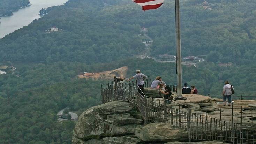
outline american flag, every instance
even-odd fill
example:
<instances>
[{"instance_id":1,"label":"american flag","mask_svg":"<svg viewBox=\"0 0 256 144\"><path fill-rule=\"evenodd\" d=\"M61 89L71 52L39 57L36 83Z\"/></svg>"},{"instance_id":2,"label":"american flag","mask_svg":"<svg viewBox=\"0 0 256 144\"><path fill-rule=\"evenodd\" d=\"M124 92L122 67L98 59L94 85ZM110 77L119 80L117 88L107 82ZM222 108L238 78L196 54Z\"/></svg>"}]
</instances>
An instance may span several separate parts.
<instances>
[{"instance_id":1,"label":"american flag","mask_svg":"<svg viewBox=\"0 0 256 144\"><path fill-rule=\"evenodd\" d=\"M132 0L142 7L144 10L156 9L161 6L164 0Z\"/></svg>"}]
</instances>

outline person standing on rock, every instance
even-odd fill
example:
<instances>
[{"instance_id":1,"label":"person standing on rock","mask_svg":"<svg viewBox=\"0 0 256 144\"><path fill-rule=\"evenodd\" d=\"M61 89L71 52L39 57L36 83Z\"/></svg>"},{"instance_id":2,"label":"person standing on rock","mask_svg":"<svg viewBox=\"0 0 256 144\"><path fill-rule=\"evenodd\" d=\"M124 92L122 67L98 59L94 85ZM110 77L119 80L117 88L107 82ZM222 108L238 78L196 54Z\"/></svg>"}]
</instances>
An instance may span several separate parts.
<instances>
[{"instance_id":1,"label":"person standing on rock","mask_svg":"<svg viewBox=\"0 0 256 144\"><path fill-rule=\"evenodd\" d=\"M227 105L230 106L230 104L231 103L231 95L232 94L232 92L231 91L231 88L234 89L234 88L229 84L229 83L228 81L227 81L225 82L225 85L223 86L223 105L225 106L226 105L226 99L227 98Z\"/></svg>"},{"instance_id":2,"label":"person standing on rock","mask_svg":"<svg viewBox=\"0 0 256 144\"><path fill-rule=\"evenodd\" d=\"M192 88L192 90L191 92L190 92L190 93L194 94L197 94L197 90L195 87L195 86L192 85L191 86L191 88Z\"/></svg>"},{"instance_id":3,"label":"person standing on rock","mask_svg":"<svg viewBox=\"0 0 256 144\"><path fill-rule=\"evenodd\" d=\"M162 83L162 79L161 77L158 76L156 78L156 79L152 82L152 84L151 84L150 88L152 89L161 89L164 86L163 83Z\"/></svg>"},{"instance_id":4,"label":"person standing on rock","mask_svg":"<svg viewBox=\"0 0 256 144\"><path fill-rule=\"evenodd\" d=\"M134 78L136 79L137 85L138 85L138 92L140 93L141 94L143 95L144 93L144 84L145 84L145 82L144 82L144 79L147 78L147 76L144 74L141 73L141 70L139 69L137 69L136 70L136 73L137 74L134 76L129 78L128 81L130 81ZM143 93L143 94L142 94L142 93Z\"/></svg>"},{"instance_id":5,"label":"person standing on rock","mask_svg":"<svg viewBox=\"0 0 256 144\"><path fill-rule=\"evenodd\" d=\"M182 88L182 94L190 94L191 92L191 89L188 87L188 84L184 83L184 87Z\"/></svg>"}]
</instances>

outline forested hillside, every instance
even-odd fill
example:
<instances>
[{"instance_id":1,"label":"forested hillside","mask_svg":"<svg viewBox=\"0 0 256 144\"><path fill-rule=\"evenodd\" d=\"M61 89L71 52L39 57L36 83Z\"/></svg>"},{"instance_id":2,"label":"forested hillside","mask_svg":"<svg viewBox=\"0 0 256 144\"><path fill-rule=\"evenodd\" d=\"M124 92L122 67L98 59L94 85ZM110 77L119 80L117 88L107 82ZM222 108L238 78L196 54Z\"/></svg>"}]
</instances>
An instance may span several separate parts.
<instances>
[{"instance_id":1,"label":"forested hillside","mask_svg":"<svg viewBox=\"0 0 256 144\"><path fill-rule=\"evenodd\" d=\"M182 1L182 56L207 55L196 67L183 66L183 82L200 94L219 95L228 80L236 95L255 95L256 4L207 2ZM151 55L175 54L174 2L143 12L131 1L70 0L0 39L0 64L19 65L14 74L0 75L0 143L70 143L74 123L58 122L57 113L68 107L79 115L100 104L100 84L106 82L78 79L80 72L128 66L129 77L140 69L176 84L175 63L133 57L146 48L138 36L142 27L154 40ZM46 32L52 26L62 30Z\"/></svg>"},{"instance_id":2,"label":"forested hillside","mask_svg":"<svg viewBox=\"0 0 256 144\"><path fill-rule=\"evenodd\" d=\"M0 41L0 60L115 60L144 48L137 40L143 27L148 28L154 40L152 55L175 54L173 1L143 12L132 1L70 1L46 10L46 16ZM254 1L207 1L212 10L205 9L202 1L185 1L181 6L182 55L207 55L207 60L214 62L255 62ZM45 34L52 26L63 31Z\"/></svg>"},{"instance_id":3,"label":"forested hillside","mask_svg":"<svg viewBox=\"0 0 256 144\"><path fill-rule=\"evenodd\" d=\"M0 0L0 17L9 15L21 7L27 6L29 3L28 0Z\"/></svg>"}]
</instances>

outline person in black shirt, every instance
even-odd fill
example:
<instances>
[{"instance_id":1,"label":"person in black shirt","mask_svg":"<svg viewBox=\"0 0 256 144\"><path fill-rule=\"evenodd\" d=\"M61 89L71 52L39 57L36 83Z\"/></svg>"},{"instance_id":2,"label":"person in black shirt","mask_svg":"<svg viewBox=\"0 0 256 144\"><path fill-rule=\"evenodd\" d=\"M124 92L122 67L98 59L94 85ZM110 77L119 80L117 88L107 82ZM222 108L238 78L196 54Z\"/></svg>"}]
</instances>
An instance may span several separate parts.
<instances>
[{"instance_id":1,"label":"person in black shirt","mask_svg":"<svg viewBox=\"0 0 256 144\"><path fill-rule=\"evenodd\" d=\"M182 88L182 94L190 94L191 91L191 89L188 87L188 84L184 83L184 87Z\"/></svg>"},{"instance_id":2,"label":"person in black shirt","mask_svg":"<svg viewBox=\"0 0 256 144\"><path fill-rule=\"evenodd\" d=\"M172 96L172 92L171 91L171 88L167 86L165 88L165 91L164 92L162 91L160 89L159 89L159 91L161 93L164 94L165 99L166 99L166 103L170 104L171 101L169 100L167 100L166 99L172 100L172 99L173 99L173 97Z\"/></svg>"}]
</instances>

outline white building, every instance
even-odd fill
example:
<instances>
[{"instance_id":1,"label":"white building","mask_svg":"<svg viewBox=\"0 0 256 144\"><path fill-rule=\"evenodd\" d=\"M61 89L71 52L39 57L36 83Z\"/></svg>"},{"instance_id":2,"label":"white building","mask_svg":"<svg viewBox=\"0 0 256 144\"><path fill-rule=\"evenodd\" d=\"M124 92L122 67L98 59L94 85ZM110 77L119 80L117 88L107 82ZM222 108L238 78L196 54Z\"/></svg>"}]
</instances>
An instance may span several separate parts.
<instances>
[{"instance_id":1,"label":"white building","mask_svg":"<svg viewBox=\"0 0 256 144\"><path fill-rule=\"evenodd\" d=\"M53 26L51 28L51 31L58 31L59 30L58 28L57 28L55 26Z\"/></svg>"},{"instance_id":2,"label":"white building","mask_svg":"<svg viewBox=\"0 0 256 144\"><path fill-rule=\"evenodd\" d=\"M0 70L0 75L2 75L4 74L6 74L6 72L5 71L2 71Z\"/></svg>"}]
</instances>

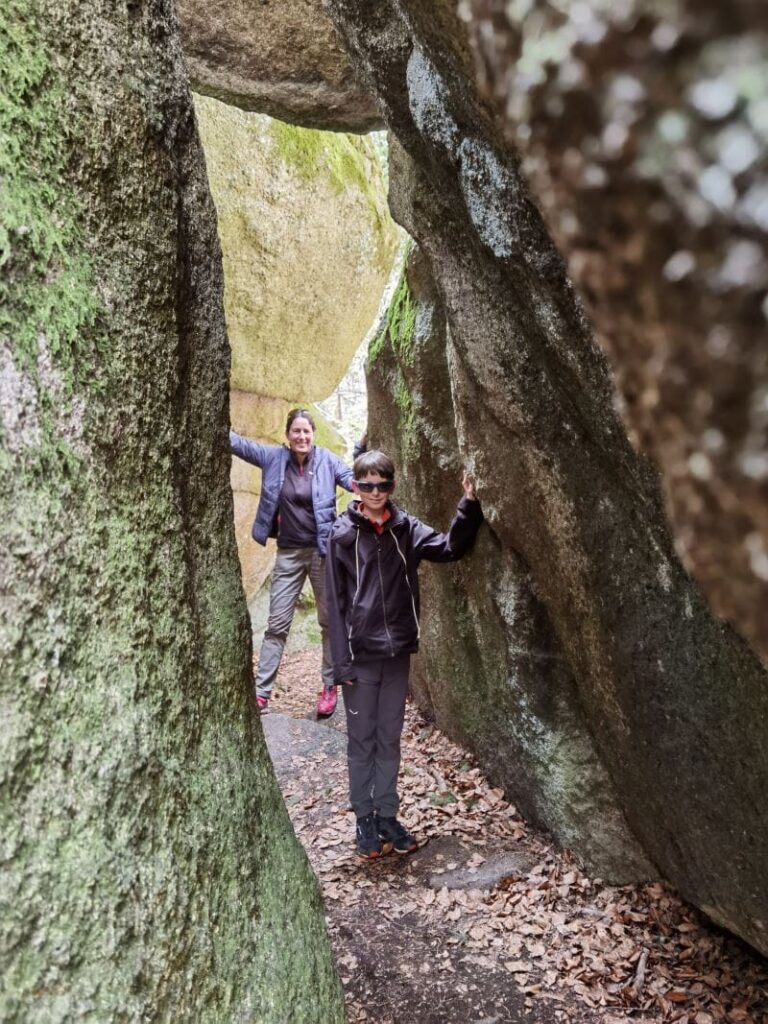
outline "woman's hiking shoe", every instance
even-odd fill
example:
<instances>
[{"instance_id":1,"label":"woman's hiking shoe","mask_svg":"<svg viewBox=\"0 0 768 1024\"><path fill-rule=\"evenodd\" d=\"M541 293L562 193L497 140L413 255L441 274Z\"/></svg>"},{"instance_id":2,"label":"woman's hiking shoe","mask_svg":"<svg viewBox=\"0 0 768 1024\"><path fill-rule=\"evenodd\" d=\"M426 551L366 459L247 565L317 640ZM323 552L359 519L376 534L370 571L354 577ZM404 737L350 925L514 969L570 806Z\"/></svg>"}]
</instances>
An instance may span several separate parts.
<instances>
[{"instance_id":1,"label":"woman's hiking shoe","mask_svg":"<svg viewBox=\"0 0 768 1024\"><path fill-rule=\"evenodd\" d=\"M397 818L380 818L377 814L376 830L382 843L392 844L395 853L413 853L419 849L419 844Z\"/></svg>"},{"instance_id":2,"label":"woman's hiking shoe","mask_svg":"<svg viewBox=\"0 0 768 1024\"><path fill-rule=\"evenodd\" d=\"M357 818L354 838L357 842L357 856L366 860L375 860L392 849L391 843L382 843L379 839L373 811L364 818Z\"/></svg>"},{"instance_id":3,"label":"woman's hiking shoe","mask_svg":"<svg viewBox=\"0 0 768 1024\"><path fill-rule=\"evenodd\" d=\"M325 686L317 701L317 718L330 718L336 711L336 687Z\"/></svg>"}]
</instances>

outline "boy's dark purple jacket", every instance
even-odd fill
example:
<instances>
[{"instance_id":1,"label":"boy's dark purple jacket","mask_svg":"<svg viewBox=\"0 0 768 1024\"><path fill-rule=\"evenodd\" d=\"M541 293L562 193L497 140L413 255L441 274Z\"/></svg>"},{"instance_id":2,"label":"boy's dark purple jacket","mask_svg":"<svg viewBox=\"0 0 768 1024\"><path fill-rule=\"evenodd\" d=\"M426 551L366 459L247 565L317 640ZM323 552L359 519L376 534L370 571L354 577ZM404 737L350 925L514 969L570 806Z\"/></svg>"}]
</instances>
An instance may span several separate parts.
<instances>
[{"instance_id":1,"label":"boy's dark purple jacket","mask_svg":"<svg viewBox=\"0 0 768 1024\"><path fill-rule=\"evenodd\" d=\"M334 679L355 678L355 665L419 649L419 562L453 562L472 546L480 503L462 498L447 534L396 505L378 534L351 502L331 530L326 559Z\"/></svg>"}]
</instances>

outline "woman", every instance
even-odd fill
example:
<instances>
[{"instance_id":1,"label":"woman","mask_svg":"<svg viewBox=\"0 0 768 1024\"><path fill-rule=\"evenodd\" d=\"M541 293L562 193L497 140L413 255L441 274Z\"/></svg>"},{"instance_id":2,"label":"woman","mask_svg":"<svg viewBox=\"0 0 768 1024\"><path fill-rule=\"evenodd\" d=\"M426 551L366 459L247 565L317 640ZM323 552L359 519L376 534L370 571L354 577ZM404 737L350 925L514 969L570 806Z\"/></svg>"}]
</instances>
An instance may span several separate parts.
<instances>
[{"instance_id":1,"label":"woman","mask_svg":"<svg viewBox=\"0 0 768 1024\"><path fill-rule=\"evenodd\" d=\"M314 420L305 409L288 414L284 444L258 444L229 432L234 455L261 469L261 498L252 536L258 544L278 539L278 558L269 591L269 620L256 673L256 702L266 712L280 669L296 604L304 581L314 591L317 622L323 634L323 692L317 715L336 710L331 645L326 608L325 558L328 536L336 518L337 484L352 489L352 471L333 452L314 445ZM365 439L355 456L365 451Z\"/></svg>"}]
</instances>

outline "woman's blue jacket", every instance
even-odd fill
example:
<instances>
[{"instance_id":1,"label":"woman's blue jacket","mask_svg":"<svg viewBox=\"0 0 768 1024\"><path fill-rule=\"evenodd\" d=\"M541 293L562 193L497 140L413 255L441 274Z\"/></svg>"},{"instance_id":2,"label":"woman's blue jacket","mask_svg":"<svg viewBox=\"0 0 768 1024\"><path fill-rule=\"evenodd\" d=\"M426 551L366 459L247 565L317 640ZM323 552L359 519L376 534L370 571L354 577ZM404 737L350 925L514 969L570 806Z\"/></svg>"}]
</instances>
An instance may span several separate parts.
<instances>
[{"instance_id":1,"label":"woman's blue jacket","mask_svg":"<svg viewBox=\"0 0 768 1024\"><path fill-rule=\"evenodd\" d=\"M261 497L251 536L258 544L274 537L274 519L291 450L285 444L259 444L229 431L229 447L239 459L261 469ZM336 518L336 486L352 489L353 474L328 449L315 447L312 456L312 506L317 527L317 551L325 557L328 536Z\"/></svg>"}]
</instances>

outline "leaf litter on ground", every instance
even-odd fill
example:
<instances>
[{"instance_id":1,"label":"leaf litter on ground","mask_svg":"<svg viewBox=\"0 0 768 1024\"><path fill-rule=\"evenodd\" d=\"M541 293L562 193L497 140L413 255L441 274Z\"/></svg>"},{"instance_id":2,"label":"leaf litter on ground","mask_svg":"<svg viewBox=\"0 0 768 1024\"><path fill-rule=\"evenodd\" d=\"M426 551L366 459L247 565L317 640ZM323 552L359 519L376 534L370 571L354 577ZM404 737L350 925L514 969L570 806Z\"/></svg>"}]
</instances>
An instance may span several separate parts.
<instances>
[{"instance_id":1,"label":"leaf litter on ground","mask_svg":"<svg viewBox=\"0 0 768 1024\"><path fill-rule=\"evenodd\" d=\"M286 657L270 708L313 717L318 669L316 649ZM341 697L330 725L343 729ZM446 948L469 957L475 972L502 967L521 988L526 1010L536 999L552 1002L548 1019L768 1024L765 961L718 931L663 882L611 886L590 878L567 850L527 825L474 759L414 703L409 702L402 735L400 817L420 844L453 837L465 853L463 863L461 854L443 863L438 855L433 884L446 870L480 866L488 850L500 848L523 850L530 870L508 876L489 891L449 890L418 878L410 858L360 861L354 855L344 758L326 758L322 765L311 758L294 761L300 770L284 796L319 880L352 1024L372 1019L366 1008L370 994L355 985L350 956L355 957L342 950L336 919L340 908L364 897L386 921L407 923L417 914L427 928L450 926ZM433 963L402 968L425 977L437 971ZM452 970L450 961L443 970ZM464 1013L460 1002L457 1014ZM408 1009L392 1007L392 1020ZM435 1019L464 1020L450 1016L450 1006L444 1012L449 1016ZM376 1019L386 1024L380 1015Z\"/></svg>"}]
</instances>

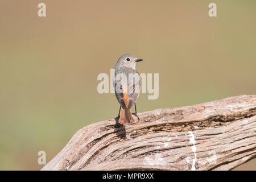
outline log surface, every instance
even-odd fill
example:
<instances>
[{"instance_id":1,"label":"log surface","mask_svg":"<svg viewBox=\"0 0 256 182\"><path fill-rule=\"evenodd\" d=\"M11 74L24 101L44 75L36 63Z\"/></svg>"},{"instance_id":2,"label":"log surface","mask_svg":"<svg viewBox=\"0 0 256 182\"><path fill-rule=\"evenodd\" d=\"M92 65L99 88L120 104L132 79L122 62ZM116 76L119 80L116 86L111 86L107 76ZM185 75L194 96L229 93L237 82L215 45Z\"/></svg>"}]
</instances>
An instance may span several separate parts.
<instances>
[{"instance_id":1,"label":"log surface","mask_svg":"<svg viewBox=\"0 0 256 182\"><path fill-rule=\"evenodd\" d=\"M256 157L256 95L138 116L83 127L42 170L229 170Z\"/></svg>"}]
</instances>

__REQUEST__: Look above for the line containing "outline log surface, every instance"; copy from it through the last line, exactly, and nothing more.

__ANSWER IN FULL__:
outline log surface, every instance
even-odd fill
example:
<instances>
[{"instance_id":1,"label":"log surface","mask_svg":"<svg viewBox=\"0 0 256 182\"><path fill-rule=\"evenodd\" d=\"M11 74L24 101L44 75L36 63Z\"/></svg>"},{"instance_id":2,"label":"log surface","mask_svg":"<svg viewBox=\"0 0 256 182\"><path fill-rule=\"evenodd\" d=\"M92 65L99 88L120 104L132 79L122 62ZM116 76L119 80L116 86L111 86L107 76ZM185 75L194 96L229 93L237 82L215 45Z\"/></svg>"}]
</instances>
An instance may span several separate parts.
<instances>
[{"instance_id":1,"label":"log surface","mask_svg":"<svg viewBox=\"0 0 256 182\"><path fill-rule=\"evenodd\" d=\"M256 157L256 95L138 116L83 127L42 170L229 170Z\"/></svg>"}]
</instances>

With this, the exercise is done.